___ MATERIAL FOR THIS TASK ___

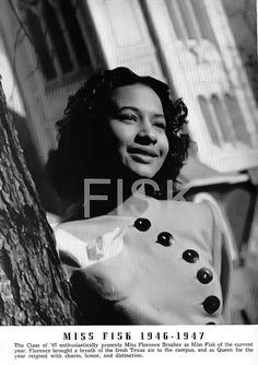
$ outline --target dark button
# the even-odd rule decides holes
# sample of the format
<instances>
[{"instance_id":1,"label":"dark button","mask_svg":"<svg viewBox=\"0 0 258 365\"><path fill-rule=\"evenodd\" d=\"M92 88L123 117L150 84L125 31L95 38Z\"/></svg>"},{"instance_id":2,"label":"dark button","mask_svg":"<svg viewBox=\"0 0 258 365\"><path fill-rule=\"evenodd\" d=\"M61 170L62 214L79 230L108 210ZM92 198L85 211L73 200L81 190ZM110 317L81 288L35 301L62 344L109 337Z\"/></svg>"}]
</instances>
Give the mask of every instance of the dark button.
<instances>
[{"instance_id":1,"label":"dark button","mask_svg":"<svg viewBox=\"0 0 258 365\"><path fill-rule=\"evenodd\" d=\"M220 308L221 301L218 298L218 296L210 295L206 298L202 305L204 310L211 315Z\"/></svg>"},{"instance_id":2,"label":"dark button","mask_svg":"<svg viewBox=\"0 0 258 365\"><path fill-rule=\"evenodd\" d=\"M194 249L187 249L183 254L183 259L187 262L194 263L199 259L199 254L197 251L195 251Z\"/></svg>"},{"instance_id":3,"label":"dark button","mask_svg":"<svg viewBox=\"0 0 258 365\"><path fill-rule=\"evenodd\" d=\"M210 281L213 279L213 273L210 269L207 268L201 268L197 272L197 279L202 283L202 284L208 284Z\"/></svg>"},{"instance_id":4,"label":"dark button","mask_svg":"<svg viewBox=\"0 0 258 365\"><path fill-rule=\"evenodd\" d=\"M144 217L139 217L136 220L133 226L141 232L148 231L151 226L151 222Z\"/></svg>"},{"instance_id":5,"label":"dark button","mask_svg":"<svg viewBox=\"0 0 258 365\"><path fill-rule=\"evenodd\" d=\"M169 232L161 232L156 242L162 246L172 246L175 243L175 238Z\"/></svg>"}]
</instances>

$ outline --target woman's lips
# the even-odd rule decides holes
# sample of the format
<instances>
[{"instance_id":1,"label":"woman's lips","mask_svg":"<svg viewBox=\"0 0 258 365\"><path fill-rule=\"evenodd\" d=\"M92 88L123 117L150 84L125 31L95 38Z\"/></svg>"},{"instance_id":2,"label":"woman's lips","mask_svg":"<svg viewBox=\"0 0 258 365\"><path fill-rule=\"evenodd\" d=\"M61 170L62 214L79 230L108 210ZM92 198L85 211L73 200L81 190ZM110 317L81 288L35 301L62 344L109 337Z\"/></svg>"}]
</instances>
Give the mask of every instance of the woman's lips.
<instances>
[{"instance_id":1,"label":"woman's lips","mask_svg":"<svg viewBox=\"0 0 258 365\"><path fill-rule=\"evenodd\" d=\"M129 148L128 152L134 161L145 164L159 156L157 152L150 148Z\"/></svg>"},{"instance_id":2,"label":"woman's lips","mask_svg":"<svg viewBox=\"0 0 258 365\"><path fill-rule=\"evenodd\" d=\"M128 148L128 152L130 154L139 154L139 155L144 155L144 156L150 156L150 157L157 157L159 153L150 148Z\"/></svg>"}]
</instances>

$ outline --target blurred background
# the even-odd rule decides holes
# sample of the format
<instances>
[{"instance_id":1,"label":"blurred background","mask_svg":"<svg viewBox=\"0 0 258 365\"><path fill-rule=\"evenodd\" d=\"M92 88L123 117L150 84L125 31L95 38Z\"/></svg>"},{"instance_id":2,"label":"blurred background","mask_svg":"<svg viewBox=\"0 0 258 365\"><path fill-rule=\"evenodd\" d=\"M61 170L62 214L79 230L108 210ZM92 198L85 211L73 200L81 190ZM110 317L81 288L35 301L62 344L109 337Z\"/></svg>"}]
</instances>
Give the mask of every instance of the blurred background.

___
___ MATERIAL FOR THIS TASK ___

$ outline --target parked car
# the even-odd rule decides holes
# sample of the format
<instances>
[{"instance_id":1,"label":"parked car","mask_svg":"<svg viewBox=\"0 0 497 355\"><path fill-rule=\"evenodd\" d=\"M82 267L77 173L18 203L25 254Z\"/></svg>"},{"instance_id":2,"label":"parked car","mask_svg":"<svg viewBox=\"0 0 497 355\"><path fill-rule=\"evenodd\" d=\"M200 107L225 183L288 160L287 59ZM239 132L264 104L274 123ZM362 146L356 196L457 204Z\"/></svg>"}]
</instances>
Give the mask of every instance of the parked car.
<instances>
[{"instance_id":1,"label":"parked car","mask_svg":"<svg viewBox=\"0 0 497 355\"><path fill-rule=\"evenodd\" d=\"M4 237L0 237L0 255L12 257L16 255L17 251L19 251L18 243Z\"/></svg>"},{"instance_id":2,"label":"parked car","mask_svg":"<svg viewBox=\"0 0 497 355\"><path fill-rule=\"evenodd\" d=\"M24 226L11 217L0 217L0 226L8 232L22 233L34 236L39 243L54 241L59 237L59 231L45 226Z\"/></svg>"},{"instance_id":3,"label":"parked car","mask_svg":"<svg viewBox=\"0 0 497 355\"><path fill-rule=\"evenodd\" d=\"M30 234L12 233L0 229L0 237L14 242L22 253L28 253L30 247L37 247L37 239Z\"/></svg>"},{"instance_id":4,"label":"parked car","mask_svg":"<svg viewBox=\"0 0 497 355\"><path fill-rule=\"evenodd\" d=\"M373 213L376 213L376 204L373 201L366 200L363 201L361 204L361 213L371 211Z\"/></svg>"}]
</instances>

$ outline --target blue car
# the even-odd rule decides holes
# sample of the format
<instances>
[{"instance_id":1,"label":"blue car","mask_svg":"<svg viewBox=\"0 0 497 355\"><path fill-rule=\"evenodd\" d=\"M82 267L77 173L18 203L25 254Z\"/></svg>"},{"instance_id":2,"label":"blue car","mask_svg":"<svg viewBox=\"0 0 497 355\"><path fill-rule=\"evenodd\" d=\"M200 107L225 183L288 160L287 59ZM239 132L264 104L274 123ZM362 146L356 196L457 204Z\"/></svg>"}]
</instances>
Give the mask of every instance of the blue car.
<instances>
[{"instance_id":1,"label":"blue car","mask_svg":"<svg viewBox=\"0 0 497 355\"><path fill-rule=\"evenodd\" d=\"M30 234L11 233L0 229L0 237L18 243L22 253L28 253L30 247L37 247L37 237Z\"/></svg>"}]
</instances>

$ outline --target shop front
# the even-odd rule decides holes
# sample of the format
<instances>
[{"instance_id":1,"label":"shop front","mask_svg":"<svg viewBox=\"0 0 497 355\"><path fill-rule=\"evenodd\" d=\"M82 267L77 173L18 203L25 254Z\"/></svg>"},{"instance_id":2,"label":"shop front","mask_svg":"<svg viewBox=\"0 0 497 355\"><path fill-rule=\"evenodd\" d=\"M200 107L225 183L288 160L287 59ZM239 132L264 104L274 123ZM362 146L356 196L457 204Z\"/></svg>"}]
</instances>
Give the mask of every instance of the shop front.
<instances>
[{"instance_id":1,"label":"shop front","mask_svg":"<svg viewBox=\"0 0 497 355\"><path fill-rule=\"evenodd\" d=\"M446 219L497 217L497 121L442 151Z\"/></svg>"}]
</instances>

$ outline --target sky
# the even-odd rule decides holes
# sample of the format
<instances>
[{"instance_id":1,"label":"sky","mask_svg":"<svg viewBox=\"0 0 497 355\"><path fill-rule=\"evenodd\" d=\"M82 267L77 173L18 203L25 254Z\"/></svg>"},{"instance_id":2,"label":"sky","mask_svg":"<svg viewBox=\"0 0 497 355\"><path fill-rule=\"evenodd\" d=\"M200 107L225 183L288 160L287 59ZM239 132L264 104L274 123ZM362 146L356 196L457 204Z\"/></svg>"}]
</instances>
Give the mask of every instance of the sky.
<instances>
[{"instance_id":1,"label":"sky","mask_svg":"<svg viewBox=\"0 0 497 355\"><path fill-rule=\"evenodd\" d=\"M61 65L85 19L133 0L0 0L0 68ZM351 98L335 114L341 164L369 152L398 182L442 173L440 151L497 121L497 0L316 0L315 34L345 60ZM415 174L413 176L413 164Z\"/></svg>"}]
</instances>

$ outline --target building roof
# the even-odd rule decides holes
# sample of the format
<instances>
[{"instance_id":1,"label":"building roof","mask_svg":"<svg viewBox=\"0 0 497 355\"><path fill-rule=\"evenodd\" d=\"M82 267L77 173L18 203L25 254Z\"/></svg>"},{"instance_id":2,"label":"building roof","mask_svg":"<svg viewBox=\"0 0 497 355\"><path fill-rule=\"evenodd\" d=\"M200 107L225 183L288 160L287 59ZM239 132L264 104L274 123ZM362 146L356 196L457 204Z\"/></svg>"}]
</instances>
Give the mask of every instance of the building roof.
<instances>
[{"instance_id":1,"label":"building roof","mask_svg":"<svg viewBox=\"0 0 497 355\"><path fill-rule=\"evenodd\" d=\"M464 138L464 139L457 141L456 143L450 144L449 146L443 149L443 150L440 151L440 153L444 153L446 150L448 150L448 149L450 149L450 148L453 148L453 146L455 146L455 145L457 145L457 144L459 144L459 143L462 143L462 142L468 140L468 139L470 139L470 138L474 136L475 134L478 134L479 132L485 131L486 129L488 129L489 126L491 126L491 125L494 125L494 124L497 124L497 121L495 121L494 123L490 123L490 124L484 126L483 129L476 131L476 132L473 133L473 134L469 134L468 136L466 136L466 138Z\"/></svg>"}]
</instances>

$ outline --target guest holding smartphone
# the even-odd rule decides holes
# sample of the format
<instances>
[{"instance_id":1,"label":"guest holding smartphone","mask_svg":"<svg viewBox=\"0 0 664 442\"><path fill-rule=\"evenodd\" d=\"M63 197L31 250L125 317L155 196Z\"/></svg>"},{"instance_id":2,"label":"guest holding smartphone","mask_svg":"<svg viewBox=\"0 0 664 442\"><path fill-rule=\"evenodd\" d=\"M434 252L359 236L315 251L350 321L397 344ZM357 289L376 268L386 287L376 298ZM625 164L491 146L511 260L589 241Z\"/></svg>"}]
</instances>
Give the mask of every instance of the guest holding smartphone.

___
___ MATERIAL FOR THIS TASK ___

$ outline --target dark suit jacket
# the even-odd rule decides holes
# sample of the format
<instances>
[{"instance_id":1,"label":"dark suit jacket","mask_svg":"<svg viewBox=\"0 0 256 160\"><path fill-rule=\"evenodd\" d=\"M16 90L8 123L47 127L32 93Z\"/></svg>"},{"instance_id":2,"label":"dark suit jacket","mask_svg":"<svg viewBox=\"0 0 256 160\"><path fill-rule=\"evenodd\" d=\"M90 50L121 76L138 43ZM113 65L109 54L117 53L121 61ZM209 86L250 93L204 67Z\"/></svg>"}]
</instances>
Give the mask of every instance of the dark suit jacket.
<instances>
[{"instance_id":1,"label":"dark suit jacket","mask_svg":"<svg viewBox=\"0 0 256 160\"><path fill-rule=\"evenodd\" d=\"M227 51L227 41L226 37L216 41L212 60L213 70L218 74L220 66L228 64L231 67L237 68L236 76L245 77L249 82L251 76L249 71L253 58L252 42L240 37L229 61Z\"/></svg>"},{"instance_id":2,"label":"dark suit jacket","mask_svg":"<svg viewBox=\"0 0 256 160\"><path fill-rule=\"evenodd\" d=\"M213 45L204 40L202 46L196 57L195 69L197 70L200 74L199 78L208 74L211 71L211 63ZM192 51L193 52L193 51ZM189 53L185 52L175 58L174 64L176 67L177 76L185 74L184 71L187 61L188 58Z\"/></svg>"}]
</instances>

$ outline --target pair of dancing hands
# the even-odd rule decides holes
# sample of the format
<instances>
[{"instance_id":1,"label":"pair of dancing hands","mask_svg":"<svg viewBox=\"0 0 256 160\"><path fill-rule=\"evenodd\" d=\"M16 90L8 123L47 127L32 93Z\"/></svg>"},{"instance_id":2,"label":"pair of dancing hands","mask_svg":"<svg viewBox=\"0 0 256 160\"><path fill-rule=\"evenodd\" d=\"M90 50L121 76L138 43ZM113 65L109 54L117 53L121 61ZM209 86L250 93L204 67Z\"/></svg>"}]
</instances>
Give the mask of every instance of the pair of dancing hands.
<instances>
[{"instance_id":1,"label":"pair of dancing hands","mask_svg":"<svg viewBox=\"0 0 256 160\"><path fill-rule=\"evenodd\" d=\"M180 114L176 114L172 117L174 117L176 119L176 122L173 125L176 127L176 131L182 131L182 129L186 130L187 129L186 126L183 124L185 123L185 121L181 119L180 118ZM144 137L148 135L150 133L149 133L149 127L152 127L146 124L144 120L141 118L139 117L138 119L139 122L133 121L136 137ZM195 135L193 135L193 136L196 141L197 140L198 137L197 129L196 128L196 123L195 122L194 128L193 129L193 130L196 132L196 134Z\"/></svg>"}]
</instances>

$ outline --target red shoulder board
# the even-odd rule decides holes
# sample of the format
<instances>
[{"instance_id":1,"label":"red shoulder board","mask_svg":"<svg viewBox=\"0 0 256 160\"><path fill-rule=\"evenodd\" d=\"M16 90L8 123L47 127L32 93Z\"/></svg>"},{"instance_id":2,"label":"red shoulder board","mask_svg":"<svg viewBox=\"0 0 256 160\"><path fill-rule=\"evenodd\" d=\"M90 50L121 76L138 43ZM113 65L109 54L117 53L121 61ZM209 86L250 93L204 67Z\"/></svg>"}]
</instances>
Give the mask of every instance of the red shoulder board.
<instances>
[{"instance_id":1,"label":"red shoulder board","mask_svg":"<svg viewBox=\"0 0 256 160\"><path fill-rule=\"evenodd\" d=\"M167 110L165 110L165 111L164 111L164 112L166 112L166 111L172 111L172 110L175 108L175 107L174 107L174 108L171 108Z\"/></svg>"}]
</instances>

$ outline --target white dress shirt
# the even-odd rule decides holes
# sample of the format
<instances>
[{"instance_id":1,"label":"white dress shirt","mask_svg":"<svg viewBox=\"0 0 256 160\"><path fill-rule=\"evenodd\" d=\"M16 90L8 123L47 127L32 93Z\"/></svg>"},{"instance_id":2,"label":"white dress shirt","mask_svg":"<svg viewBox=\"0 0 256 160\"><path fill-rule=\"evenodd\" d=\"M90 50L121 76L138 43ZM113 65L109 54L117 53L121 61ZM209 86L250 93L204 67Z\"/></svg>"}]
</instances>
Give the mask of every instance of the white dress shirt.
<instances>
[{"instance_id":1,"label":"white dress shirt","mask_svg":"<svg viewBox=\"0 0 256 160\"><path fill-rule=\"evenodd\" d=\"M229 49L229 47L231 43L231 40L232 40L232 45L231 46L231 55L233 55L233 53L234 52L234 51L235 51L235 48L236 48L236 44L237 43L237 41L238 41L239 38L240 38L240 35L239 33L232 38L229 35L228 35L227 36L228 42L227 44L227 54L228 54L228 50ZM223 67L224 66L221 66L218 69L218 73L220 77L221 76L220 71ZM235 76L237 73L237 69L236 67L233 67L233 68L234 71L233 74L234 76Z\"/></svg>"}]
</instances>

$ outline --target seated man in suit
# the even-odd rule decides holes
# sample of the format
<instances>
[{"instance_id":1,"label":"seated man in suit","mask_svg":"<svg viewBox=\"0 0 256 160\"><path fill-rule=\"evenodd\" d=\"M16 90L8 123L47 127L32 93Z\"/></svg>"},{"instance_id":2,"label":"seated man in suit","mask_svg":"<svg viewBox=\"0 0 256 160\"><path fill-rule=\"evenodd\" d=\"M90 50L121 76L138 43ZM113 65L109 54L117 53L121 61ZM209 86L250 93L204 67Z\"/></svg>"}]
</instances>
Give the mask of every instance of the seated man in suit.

___

GIVEN PROBLEM:
Can you reproduce the data verbatim, from the line containing "--target guest holding smartphone" through the line containing "Give the mask of every instance of the guest", including both of those lines and nothing else?

RESPONSE TO THIS TASK:
$ outline --target guest holding smartphone
# the even-odd rule decides holes
# sample of the format
<instances>
[{"instance_id":1,"label":"guest holding smartphone","mask_svg":"<svg viewBox=\"0 0 664 442\"><path fill-rule=\"evenodd\" d=\"M63 197L31 250L125 317L155 196Z\"/></svg>"},{"instance_id":2,"label":"guest holding smartphone","mask_svg":"<svg viewBox=\"0 0 664 442\"><path fill-rule=\"evenodd\" d=\"M434 252L359 236L315 251L350 321L397 344ZM357 289L376 268L386 287L376 298ZM625 164L491 146L511 260L589 241Z\"/></svg>"}]
</instances>
Give the mask of every instance of the guest holding smartphone.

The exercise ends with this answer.